▶ What this task involves:
Transcribe exactly the line containing "Q: Point out each instance of the asphalt" and each line after it, through the end of the entries, with nothing before or after.

(Records from a data collection)
----

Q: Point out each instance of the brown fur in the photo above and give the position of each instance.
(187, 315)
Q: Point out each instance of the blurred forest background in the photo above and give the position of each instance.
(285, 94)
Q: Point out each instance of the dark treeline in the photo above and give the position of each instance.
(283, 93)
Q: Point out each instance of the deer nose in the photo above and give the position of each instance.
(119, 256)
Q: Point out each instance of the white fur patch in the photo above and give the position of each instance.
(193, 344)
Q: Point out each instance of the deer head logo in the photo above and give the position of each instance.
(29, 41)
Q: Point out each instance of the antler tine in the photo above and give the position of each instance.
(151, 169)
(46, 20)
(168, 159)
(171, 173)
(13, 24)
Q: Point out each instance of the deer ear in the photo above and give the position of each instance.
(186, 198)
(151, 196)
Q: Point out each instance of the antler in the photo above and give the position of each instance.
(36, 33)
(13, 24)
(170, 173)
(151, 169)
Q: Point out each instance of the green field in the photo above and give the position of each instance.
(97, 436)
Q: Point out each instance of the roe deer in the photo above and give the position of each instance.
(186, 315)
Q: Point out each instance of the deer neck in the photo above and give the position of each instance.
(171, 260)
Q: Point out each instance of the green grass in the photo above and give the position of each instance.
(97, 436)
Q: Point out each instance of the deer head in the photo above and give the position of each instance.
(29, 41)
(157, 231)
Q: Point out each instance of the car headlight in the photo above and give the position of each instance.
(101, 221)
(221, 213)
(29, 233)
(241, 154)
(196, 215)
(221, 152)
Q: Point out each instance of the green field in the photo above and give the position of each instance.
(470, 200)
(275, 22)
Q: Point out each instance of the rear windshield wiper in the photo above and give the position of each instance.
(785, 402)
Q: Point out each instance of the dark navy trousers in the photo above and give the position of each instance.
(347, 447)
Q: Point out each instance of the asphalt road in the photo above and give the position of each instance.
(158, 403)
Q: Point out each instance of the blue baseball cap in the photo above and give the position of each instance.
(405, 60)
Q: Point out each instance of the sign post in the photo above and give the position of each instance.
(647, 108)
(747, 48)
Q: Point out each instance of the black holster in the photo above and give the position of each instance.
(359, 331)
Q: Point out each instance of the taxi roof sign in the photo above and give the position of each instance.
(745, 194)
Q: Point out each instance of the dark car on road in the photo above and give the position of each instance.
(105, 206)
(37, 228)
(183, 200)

----

▶ Result below:
Q: Point out each instance of the asphalt road in the photo above and give the position of each instance.
(158, 403)
Q: Point out each instance of the blue baseball cap in the photo above and give the position of each instance.
(405, 60)
Q: Point out each instance of the sign post in the photo above and give the position of each instance.
(647, 108)
(747, 48)
Q: Point out each instance of the black holster in the photo above and give the position of each instance.
(359, 331)
Q: Point out each instance of the taxi roof sign in the photo above and give the position of each instance.
(745, 194)
Q: Point out each instance of the dark car on road in the photo above and give the position of each instance.
(105, 206)
(37, 228)
(183, 200)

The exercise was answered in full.